╭─ Document

He can do this, not merely because He is more powerful than kings or nations, but because any power that they exercise comes from him. Daniel recognizes this as he praises God in Daniel 2:20-21, “Blessed be the name of God forever and ever, to whom belong wisdom and might. He changes times and seasons; he removes kings and sets up kings…”
Nebuchadnezzar’s rise to power was by God’s hand. He may have thought he was carrying out his political and militaristic campaign, but in reality, he was God’s servant, carrying out God’s purpose (Jeremiah 25:9).
The irony of God using a dream is that now Nebuchadnezzar is waking up to reality. He had been living in a dream world, believing that he possessed power and authority, but God showed him that he is in actuality frail and foolish. Nebuchadnezzar is not free, he is not autonomous, he is not the master of his fate, and he does not hold his destiny in his hands. All he really holds is an illusion.
The dream shakes him and terrorizes him so greatly, that he realizes his frailty and folly. We all have moments like this where we realize how powerless we are to control our lives. Maybe we are fired or betrayed. Maybe our children rebel or our loved ones get sick. We realize in these moments that we are not only powerless, we are unable to make sense of what is happening and why it is happening. It doesn’t take long in life to experience our absolute frailty and folly.
This may be over-simplistic, but I have found that there are two basic responses to our frailty and folly and to the reality that God is all-powerful and all-wise. The first and most common response is fury. When we realize we are not in control and we are not able to understand, our natural response is to become angry and ultimately bitter.
This is the response of Nebuchadnezzar. Finding no solutions or answers, “the king was angry and very furious.” (Daniel 2:12). Many direct their fury towards God, offended that they are not free, or disappointed that their life has not gone as planned. Yet, even in their fury, they inadvertently or reluctantly confess that God is all-powerful and all-wise!
In contrast to fury, the second basic response is faith. Instead of holding onto the illusion that we are powerful and wise, faith embraces our frailty and folly and takes ahold of and rejoices that wisdom and might belong to God.

╰─

▶ **Objective 1**
Answer these questions about the passage on Nebuchadnezzar:
(a) Which verse is cited for the king being "angry and very furious"?
(b) What two basic responses to our frailty and folly does the passage name?
(c) Which verse is cited for Nebuchadnezzar being God's servant?

╭─ Material provided

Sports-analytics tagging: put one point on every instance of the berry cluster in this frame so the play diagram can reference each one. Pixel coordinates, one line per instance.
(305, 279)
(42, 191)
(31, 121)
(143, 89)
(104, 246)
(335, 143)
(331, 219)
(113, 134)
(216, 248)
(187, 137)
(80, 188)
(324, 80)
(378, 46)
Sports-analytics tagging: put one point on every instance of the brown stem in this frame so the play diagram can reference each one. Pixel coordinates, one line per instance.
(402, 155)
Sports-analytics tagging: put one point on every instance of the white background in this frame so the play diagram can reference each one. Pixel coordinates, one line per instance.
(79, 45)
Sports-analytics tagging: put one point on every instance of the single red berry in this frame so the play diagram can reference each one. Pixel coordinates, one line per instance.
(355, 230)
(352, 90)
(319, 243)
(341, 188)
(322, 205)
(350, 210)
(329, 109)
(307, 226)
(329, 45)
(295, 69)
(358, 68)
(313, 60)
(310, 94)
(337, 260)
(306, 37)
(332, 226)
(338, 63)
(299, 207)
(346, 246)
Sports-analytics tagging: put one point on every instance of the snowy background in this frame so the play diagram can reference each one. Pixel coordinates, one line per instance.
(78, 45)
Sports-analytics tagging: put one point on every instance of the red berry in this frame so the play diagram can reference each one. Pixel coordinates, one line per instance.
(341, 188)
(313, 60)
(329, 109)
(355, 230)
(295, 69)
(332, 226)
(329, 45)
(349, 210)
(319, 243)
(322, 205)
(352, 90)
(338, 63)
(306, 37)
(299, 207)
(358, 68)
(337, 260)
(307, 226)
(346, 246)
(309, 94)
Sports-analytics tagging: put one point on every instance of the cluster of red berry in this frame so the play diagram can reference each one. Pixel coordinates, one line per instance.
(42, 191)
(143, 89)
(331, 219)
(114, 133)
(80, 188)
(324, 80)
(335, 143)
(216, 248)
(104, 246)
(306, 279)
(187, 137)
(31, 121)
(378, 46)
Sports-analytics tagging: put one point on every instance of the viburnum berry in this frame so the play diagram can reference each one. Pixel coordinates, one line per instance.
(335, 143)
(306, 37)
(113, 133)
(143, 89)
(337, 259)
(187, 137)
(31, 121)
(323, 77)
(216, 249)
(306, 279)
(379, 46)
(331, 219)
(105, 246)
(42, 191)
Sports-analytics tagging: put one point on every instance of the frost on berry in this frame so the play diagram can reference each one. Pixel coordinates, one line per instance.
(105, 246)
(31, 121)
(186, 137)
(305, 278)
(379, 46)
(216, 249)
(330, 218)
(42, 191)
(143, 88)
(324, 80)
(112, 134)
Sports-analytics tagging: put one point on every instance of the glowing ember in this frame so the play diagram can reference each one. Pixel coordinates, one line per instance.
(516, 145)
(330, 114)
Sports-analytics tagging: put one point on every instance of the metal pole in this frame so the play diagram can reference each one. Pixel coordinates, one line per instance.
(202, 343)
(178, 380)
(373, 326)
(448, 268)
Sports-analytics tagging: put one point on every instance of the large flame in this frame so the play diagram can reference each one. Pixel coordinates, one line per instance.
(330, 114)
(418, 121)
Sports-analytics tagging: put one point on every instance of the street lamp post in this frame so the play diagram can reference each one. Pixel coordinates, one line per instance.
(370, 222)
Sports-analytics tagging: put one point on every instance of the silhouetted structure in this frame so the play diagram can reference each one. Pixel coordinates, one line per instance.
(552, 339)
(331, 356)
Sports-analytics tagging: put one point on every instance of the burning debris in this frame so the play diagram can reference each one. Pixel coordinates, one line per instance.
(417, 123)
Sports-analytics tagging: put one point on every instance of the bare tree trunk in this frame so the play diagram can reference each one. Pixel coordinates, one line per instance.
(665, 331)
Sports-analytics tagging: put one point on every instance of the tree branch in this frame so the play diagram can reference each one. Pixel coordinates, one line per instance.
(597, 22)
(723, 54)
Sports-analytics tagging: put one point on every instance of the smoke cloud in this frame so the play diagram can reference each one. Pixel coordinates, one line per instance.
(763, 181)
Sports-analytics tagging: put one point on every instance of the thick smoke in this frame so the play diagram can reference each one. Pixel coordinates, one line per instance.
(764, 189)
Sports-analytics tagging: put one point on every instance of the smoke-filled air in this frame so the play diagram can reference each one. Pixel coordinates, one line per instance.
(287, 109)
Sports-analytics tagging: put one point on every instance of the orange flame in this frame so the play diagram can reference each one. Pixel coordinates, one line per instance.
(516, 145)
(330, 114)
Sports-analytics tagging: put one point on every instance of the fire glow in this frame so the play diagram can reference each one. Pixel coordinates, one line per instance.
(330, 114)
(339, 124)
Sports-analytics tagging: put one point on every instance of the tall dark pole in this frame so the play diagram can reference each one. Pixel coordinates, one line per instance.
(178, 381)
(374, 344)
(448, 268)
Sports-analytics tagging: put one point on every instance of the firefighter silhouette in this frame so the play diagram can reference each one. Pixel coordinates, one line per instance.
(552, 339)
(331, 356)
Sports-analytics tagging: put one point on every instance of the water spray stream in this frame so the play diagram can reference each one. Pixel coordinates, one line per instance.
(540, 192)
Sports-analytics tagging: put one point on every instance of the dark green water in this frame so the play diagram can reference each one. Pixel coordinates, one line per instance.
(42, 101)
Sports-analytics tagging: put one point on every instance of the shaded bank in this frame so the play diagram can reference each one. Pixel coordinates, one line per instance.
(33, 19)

╰─

▶ **Objective 2**
Identify each line in the rows that contains the word "flame", and copy those lines.

▶ **Correct result 1**
(a) Daniel 2:12
(b) Fury and faith
(c) Jeremiah 25:9

▶ **Correct result 2**
Sports-analytics tagging: put one point on every instance of the large flame in this frame so the play diagram can reference each one. Pixel coordinates, one line per instance.
Sports-analytics tagging: put one point on every instance of the orange flame in this frame so the play diagram can reference each one. Pixel coordinates, one line per instance.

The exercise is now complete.